--- begin ---

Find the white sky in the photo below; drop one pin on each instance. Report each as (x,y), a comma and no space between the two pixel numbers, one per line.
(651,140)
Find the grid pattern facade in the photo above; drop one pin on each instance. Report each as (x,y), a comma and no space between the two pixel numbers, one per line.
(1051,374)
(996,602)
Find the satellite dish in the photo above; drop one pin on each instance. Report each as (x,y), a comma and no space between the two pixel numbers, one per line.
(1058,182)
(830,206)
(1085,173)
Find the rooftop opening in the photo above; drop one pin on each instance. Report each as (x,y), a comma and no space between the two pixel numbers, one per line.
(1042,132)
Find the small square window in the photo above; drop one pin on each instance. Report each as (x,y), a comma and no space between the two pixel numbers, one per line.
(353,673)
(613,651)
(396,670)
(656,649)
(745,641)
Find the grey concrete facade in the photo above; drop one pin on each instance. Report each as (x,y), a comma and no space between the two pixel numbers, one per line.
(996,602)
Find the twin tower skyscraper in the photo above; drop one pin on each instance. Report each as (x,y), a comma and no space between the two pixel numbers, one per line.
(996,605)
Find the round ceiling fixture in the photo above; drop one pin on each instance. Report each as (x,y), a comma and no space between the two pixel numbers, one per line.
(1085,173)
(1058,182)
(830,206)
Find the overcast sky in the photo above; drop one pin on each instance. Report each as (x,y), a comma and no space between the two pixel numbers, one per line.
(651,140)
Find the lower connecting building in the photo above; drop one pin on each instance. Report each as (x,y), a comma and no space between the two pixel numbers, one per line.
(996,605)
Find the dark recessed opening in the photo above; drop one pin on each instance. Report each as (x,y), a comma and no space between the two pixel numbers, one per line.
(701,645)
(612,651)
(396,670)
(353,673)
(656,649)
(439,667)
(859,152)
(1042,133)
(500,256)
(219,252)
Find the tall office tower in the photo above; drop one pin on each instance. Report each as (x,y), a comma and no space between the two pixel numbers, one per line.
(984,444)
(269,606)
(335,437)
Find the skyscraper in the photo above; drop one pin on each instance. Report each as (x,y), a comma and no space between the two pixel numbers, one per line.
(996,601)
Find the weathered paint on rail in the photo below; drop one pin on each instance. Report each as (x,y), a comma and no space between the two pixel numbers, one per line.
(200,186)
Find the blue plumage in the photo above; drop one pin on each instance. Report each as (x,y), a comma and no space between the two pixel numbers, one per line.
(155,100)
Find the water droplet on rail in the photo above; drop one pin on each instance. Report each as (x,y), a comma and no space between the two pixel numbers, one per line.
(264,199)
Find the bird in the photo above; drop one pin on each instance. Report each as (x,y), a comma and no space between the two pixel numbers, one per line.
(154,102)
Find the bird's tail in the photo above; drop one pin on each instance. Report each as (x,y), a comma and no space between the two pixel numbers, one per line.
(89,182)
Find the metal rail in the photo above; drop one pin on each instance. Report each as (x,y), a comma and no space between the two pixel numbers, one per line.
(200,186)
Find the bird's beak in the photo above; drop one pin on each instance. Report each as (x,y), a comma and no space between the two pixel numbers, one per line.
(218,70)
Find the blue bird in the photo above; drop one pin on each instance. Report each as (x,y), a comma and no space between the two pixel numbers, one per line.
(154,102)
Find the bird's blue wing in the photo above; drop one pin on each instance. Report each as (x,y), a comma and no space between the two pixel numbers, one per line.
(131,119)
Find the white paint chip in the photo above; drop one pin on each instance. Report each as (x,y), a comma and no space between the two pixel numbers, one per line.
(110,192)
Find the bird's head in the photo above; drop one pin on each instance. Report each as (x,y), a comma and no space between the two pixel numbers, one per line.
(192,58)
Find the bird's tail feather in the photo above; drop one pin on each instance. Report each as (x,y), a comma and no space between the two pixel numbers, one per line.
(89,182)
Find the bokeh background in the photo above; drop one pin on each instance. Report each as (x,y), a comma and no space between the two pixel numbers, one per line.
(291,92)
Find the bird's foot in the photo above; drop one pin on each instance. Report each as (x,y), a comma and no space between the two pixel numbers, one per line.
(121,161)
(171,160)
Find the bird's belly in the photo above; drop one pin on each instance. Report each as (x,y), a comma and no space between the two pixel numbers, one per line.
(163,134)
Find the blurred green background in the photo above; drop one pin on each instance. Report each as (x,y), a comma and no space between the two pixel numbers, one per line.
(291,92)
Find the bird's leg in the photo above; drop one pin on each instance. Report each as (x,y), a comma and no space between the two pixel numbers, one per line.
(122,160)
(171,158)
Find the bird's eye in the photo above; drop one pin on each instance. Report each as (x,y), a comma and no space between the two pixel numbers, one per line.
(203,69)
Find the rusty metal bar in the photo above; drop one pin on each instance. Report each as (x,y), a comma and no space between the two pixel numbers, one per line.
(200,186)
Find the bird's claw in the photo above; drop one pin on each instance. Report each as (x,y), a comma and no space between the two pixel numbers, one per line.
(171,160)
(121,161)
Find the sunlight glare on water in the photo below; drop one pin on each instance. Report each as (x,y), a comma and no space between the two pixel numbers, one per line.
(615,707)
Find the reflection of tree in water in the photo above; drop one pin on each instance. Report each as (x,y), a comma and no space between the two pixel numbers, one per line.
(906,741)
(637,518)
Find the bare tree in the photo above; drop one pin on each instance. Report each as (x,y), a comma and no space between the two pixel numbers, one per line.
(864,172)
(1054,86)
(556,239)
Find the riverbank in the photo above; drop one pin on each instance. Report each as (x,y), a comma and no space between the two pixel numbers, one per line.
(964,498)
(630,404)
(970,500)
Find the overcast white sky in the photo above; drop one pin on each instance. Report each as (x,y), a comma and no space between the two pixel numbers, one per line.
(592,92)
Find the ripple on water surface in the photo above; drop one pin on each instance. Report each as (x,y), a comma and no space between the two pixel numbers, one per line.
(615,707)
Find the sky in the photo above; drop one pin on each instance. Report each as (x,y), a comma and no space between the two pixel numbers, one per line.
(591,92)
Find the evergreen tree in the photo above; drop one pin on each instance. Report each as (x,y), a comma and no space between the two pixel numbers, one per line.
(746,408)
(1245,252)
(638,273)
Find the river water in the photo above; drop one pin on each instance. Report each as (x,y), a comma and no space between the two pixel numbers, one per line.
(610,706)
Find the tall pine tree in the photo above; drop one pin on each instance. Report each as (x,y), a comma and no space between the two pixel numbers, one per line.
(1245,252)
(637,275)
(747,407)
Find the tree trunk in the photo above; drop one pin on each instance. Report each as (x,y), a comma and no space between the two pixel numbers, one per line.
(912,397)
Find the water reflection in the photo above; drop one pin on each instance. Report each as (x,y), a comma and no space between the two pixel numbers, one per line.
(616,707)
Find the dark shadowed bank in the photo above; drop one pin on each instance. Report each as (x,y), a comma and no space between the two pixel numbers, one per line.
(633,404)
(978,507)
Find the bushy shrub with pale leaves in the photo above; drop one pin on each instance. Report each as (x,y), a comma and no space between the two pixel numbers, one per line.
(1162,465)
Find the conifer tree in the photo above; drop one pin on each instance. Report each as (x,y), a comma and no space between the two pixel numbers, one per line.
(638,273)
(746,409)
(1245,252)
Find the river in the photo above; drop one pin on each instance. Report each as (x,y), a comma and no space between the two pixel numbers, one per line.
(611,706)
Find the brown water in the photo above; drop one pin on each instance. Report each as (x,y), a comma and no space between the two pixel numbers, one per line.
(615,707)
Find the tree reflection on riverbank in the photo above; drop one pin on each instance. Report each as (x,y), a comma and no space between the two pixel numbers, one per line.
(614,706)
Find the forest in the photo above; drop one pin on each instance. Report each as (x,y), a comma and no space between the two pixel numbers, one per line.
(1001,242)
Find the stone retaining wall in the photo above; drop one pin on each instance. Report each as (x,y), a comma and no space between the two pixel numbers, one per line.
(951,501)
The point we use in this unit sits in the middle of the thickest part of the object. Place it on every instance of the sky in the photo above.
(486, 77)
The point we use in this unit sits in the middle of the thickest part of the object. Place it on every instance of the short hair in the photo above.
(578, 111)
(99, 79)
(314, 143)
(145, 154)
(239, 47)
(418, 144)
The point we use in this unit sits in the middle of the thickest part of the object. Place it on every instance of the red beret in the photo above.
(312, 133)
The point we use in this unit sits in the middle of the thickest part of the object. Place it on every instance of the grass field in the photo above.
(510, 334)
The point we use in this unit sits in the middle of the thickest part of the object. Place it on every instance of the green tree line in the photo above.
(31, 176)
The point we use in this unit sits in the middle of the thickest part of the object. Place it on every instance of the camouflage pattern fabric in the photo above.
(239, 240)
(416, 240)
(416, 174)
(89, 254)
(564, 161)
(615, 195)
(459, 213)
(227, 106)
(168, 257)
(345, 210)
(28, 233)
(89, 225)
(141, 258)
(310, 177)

--- end ---

> _Brief_
Render the rows from the line containing "fabric in the photo above." through the last line above as a Markdown table with two columns, n for a running row number and Line for the line itself. Skip any blank lines.

> _Exercise output_
| n | Line |
|---|---|
| 1 | The point we use in this unit sits in the middle of the thickest part of the object. Place it on every instance of the camouflage pattern fabric in the photo above. |
| 2 | (239, 240) |
| 3 | (416, 240) |
| 4 | (416, 174) |
| 5 | (89, 254) |
| 6 | (564, 161) |
| 7 | (615, 195) |
| 8 | (459, 213) |
| 9 | (227, 106) |
| 10 | (168, 257) |
| 11 | (345, 210) |
| 12 | (28, 233) |
| 13 | (89, 225) |
| 14 | (141, 258) |
| 15 | (310, 177) |